- _Aufgabe_
Gib alle Zeilen der folgenden Einträge als nummerierte Liste aus und lass Leerzeilen dabei weg.

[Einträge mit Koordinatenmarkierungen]
....

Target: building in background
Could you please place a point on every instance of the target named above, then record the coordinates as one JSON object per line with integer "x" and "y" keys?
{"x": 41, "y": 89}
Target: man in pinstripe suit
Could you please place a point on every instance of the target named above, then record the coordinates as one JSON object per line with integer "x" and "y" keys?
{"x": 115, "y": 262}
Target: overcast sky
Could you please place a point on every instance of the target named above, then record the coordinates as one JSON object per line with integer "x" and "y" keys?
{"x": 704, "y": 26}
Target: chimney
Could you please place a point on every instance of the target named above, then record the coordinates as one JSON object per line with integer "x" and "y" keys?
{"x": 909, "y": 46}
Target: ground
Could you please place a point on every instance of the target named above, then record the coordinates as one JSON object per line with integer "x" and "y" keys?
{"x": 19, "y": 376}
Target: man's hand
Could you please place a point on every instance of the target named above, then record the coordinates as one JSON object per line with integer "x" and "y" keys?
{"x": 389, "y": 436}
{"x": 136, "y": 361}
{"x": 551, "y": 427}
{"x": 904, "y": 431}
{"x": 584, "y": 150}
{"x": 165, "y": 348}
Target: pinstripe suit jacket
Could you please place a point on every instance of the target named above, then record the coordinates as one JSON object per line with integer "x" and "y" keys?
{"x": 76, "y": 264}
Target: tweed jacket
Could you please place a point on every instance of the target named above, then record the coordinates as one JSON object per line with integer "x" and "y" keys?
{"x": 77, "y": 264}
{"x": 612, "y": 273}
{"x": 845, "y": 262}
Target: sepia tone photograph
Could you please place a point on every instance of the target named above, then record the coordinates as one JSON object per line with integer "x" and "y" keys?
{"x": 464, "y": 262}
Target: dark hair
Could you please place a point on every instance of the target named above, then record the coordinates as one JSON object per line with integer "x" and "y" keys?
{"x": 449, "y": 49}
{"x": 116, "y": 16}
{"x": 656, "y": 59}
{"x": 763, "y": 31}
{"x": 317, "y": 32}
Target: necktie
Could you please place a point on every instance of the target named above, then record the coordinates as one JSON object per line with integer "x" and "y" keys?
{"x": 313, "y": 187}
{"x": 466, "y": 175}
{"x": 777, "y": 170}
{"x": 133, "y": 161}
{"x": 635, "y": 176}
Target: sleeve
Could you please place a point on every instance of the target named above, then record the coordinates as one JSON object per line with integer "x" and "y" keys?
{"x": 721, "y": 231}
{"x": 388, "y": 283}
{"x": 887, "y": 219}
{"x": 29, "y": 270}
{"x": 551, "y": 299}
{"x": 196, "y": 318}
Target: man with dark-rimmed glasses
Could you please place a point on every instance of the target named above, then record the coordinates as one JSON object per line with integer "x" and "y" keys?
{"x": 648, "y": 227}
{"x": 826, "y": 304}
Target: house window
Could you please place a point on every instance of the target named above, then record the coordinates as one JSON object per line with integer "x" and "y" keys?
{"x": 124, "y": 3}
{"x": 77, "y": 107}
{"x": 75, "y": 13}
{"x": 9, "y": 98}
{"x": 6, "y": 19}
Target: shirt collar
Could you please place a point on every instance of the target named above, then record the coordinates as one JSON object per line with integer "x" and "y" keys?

....

- _Ergebnis der Aufgabe_
1. Target: building in background
2. Could you please place a point on every instance of the target named above, then record the coordinates as one JSON object per line with integer "x" and "y" keys?
3. {"x": 41, "y": 89}
4. Target: man in pinstripe suit
5. Could you please place a point on every instance of the target named above, then record the coordinates as one JSON object per line with integer "x" and "y" keys?
6. {"x": 115, "y": 262}
7. Target: overcast sky
8. Could you please place a point on every instance of the target named above, then record the coordinates as one JSON object per line with integer "x" and "y" keys?
9. {"x": 704, "y": 26}
10. Target: chimney
11. Could you please place a point on every instance of the target named above, then record the coordinates as one JSON object per line with integer "x" and "y" keys?
12. {"x": 909, "y": 46}
13. Target: ground
14. Could you please place a point on every instance of the target named above, then record the coordinates as one JSON object per line with integer "x" and "y" keys?
15. {"x": 19, "y": 376}
16. Target: man's hand
17. Could you please place a point on every instance of the target named above, then record the coordinates as one JSON object per line with integer "x" and "y" keys?
18. {"x": 389, "y": 436}
19. {"x": 136, "y": 361}
20. {"x": 551, "y": 427}
21. {"x": 904, "y": 431}
22. {"x": 584, "y": 150}
23. {"x": 165, "y": 348}
24. Target: pinstripe suit jacket
25. Could you please place a point on every instance of the target named above, then record the coordinates as one JSON object per line with integer "x" and "y" keys?
26. {"x": 76, "y": 264}
27. Target: tweed jacket
28. Could you please place a point on every instance of the target named above, then record the coordinates as one JSON object per line with integer "x" and "y" keys?
29. {"x": 77, "y": 264}
30. {"x": 612, "y": 273}
31. {"x": 845, "y": 262}
32. Target: sepia tone photograph
33. Could you please place a point on every instance of the target named above, then record the coordinates as one JSON object per line with integer "x" and "y" keys?
34. {"x": 464, "y": 262}
35. Target: dark hair
36. Could you please place a point on every instance of the target named above, then record the coordinates as one JSON object per line with integer "x" and "y" keys?
37. {"x": 449, "y": 49}
38. {"x": 116, "y": 16}
39. {"x": 656, "y": 59}
40. {"x": 763, "y": 31}
41. {"x": 317, "y": 32}
42. Target: necktie
43. Could you please place a point on every instance of the target named above, then record the coordinates as one JSON object per line with integer "x" and "y" keys?
44. {"x": 313, "y": 187}
45. {"x": 466, "y": 175}
46. {"x": 777, "y": 170}
47. {"x": 133, "y": 161}
48. {"x": 635, "y": 176}
49. Target: sleeve
50. Could you please place a point on every instance of the target named above, then record the coordinates as one JSON object per line with integer "x" and "y" keys?
51. {"x": 721, "y": 231}
52. {"x": 388, "y": 283}
53. {"x": 887, "y": 219}
54. {"x": 29, "y": 270}
55. {"x": 551, "y": 299}
56. {"x": 196, "y": 318}
57. Target: man with dark-rimmed glasses
58. Could you please place a point on every instance of the target named above, then record the coordinates as one JSON object per line with integer "x" and "y" keys?
59. {"x": 648, "y": 227}
60. {"x": 826, "y": 304}
61. Target: house window
62. Could you please place a point on every instance of the target named above, then record the coordinates as one JSON object per line with integer "x" and "y" keys?
63. {"x": 124, "y": 3}
64. {"x": 77, "y": 107}
65. {"x": 75, "y": 13}
66. {"x": 9, "y": 98}
67. {"x": 6, "y": 19}
68. Target: shirt collar
69. Could you please place a point on every instance of the target named above, then record the coordinates as one JSON object per line with integer "x" and "y" keys?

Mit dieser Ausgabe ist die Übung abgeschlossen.